** Opening Given entries block **
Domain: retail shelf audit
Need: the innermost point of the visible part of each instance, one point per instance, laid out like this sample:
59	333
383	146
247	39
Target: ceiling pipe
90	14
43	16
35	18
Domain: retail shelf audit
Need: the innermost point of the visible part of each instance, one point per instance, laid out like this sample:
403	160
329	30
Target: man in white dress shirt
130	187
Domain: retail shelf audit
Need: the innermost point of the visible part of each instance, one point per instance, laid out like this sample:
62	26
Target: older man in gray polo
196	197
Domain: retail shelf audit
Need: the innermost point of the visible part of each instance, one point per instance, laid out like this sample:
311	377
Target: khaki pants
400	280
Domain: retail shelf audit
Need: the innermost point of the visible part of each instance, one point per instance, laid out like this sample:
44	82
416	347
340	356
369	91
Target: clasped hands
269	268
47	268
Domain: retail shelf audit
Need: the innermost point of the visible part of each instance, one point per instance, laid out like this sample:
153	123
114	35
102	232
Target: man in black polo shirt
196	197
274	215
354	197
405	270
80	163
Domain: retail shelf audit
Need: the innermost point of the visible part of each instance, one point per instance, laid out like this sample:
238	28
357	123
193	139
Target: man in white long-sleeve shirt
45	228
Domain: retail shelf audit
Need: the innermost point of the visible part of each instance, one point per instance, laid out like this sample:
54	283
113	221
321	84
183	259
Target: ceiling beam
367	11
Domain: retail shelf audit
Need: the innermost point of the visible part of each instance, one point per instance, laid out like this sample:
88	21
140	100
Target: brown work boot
** Closing Given entries block **
**Problem statement**
Could you return the complete set of entries exactly?

**The completed task**
Domain: retail shelf audit
Need: the innermost point of the visible part of each instance, one point per instance, laid out like this sample:
59	333
383	146
247	39
Target: ceiling pipe
90	14
43	16
35	18
Domain: retail shelf audit
Need: the innermost point of the visible part of each instance, one point per instance, laid out like this sample:
403	160
329	30
Target: man in white dress shirt
130	187
Domain: retail shelf audit
Need: the innermost point of the visible part of each instance, one point per instance, laid out like this sample:
62	26
Target: older man in gray polo
196	197
Domain: retail shelf audit
Need: the innermost point of the visible part of each instance, one point per instance, laid out like this sample:
311	377
Target: khaki pants
400	280
Domain: retail shelf audit
Need: the innermost point of the visible part of each instance, one point per instance, laid out like this sample:
44	82
416	347
340	356
369	91
Target: clasped hands
269	268
47	268
Domain: retail shelf audit
Need: the innermost point of the visible part of each instance, one point per instance, laid out like this sample:
153	123
114	35
102	232
Target: man in black polo shirt
196	197
274	215
354	197
405	270
80	163
Domain: retail shelf audit
Need: the innermost point of the visible part of each instance, one point per instance, laid out like this sample:
238	28
357	123
193	139
Target: man in white long-sleeve shirt
45	228
Domain: retail shelf audit
Need: the innermost point of the visible part of each instance, one point per instance, laid out like this sample:
54	283
113	221
321	84
183	259
Target: ceiling beam
367	11
Domain: retail shelf audit
Need: the innermost point of the visible part of each instance, one point per instance, laid out like this sample:
88	21
140	100
Target: brown work boot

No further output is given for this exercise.